TASK STATEMENT —
Show each line of the items below that contains the word "garden", reproducing every such line in full.

— Start —

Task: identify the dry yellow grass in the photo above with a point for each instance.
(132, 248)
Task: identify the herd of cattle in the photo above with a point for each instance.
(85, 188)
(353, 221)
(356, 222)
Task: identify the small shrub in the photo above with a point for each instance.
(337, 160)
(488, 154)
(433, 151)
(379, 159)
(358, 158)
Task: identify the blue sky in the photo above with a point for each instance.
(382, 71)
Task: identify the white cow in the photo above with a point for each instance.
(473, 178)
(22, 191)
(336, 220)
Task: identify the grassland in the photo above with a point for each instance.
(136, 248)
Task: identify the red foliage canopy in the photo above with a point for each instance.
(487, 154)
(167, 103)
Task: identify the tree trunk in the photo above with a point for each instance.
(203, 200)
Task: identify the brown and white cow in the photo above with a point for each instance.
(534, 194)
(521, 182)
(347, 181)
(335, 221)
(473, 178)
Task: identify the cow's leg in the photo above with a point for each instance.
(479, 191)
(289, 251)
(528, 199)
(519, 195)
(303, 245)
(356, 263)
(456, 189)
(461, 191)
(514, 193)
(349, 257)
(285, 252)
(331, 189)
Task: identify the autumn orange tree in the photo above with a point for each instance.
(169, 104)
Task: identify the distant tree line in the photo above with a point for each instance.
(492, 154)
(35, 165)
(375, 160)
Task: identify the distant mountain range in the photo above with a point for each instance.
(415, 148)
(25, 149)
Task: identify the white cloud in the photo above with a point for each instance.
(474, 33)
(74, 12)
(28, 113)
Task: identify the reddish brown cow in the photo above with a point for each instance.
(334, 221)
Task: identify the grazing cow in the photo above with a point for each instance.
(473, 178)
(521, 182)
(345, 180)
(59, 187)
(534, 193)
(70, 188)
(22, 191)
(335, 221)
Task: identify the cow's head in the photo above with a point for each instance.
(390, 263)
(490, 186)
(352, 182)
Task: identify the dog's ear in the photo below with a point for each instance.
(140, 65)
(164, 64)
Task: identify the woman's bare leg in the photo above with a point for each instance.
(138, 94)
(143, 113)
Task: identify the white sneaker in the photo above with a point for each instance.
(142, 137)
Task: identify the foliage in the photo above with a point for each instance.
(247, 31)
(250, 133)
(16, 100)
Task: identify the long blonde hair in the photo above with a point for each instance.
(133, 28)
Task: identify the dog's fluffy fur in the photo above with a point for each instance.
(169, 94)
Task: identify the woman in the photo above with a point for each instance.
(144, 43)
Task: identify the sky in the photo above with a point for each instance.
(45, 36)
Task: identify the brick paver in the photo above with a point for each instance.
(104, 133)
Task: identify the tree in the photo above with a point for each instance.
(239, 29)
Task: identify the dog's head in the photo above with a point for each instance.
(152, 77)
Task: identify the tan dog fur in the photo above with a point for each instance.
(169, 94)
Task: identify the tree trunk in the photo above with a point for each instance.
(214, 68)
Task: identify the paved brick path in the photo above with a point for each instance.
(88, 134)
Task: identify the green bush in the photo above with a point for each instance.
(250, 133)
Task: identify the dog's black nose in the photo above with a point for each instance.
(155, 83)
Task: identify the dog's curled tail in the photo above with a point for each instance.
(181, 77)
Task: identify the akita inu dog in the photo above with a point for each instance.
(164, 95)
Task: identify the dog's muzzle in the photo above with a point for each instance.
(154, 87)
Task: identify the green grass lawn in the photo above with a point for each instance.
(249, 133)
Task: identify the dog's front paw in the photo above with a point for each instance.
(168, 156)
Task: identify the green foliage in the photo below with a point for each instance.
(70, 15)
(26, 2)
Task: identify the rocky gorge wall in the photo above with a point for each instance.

— End —
— Start —

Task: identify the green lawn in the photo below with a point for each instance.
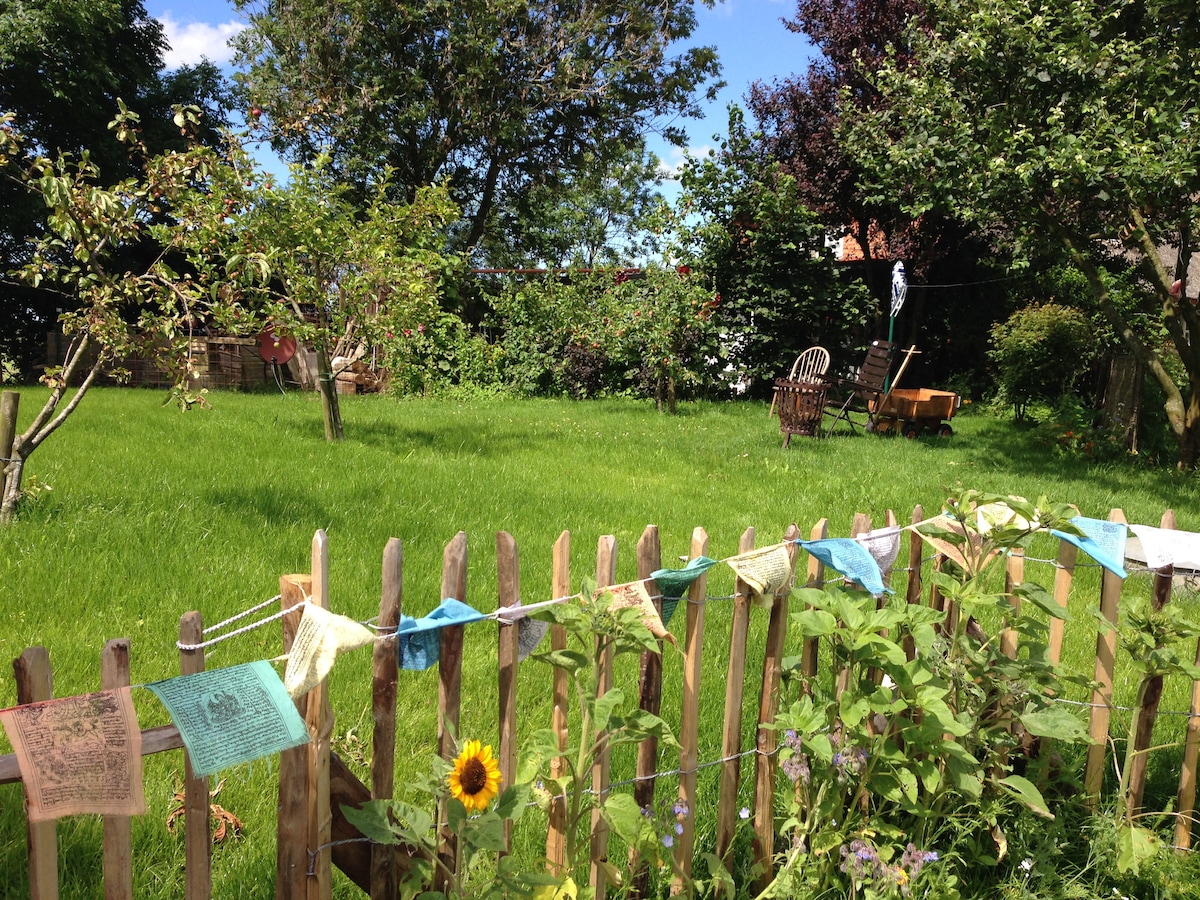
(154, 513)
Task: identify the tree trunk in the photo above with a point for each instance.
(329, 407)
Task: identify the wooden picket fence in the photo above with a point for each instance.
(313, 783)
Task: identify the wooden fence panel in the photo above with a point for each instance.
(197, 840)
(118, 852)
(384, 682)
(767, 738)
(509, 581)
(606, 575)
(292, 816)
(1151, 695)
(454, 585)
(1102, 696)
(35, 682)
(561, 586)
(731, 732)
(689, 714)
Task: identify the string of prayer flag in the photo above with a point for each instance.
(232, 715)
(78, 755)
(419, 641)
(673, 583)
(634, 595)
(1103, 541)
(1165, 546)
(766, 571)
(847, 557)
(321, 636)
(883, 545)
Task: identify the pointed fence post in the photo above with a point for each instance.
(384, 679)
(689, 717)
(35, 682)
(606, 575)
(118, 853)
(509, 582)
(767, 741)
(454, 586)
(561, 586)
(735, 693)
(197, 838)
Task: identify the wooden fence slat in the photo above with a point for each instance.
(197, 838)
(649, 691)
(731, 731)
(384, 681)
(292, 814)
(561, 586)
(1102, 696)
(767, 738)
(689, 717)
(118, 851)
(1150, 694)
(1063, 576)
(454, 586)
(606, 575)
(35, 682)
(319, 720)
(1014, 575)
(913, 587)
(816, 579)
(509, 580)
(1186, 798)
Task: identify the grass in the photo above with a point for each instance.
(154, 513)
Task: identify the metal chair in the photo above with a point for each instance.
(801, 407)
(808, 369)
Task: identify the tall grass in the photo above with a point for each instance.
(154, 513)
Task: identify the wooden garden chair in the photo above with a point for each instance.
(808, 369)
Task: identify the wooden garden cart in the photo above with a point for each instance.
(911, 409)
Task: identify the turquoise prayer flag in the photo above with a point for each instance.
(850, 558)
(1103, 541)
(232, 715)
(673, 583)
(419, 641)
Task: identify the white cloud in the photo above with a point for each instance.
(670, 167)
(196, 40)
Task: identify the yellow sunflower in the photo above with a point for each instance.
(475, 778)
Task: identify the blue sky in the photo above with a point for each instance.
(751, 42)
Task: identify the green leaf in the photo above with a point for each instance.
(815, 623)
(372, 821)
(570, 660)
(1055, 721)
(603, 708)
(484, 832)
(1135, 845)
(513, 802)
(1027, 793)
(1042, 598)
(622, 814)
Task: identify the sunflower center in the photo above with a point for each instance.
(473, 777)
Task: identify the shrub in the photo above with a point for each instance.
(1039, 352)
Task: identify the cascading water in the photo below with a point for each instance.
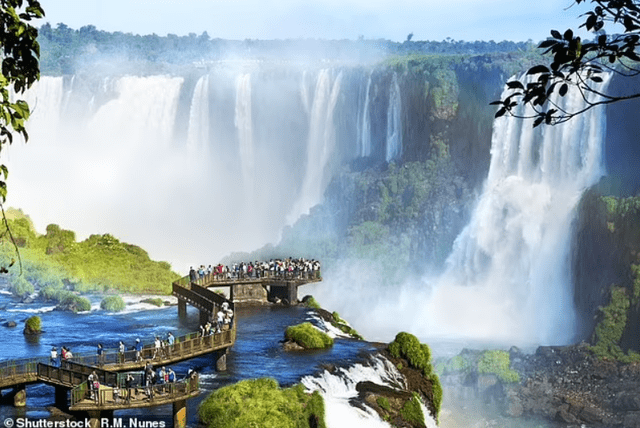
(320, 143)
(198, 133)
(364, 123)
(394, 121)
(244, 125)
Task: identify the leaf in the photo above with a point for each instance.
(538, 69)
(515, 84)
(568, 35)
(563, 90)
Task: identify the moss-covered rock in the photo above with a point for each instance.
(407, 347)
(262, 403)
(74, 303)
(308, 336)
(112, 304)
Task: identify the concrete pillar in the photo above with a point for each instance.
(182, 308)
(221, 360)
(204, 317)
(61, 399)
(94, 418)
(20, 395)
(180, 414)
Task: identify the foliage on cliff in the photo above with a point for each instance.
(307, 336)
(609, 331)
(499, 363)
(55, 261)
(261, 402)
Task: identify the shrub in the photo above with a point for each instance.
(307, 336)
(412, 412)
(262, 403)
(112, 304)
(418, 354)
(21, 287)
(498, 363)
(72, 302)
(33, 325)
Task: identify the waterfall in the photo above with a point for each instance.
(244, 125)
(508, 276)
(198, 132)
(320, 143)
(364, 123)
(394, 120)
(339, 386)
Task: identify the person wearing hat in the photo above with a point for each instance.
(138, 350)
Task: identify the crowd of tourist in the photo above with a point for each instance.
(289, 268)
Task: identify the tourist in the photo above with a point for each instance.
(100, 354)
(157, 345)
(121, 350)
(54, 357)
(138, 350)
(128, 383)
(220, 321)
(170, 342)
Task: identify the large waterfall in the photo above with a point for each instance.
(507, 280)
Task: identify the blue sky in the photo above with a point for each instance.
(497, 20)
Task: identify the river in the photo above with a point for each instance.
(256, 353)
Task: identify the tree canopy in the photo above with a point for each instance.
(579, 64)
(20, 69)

— End —

RESPONSE BELOW —
Task: identify the wooden garden chair in the photo above with a point for each instance.
Task: identify the wooden garden cart in the photo above with a point for each instance.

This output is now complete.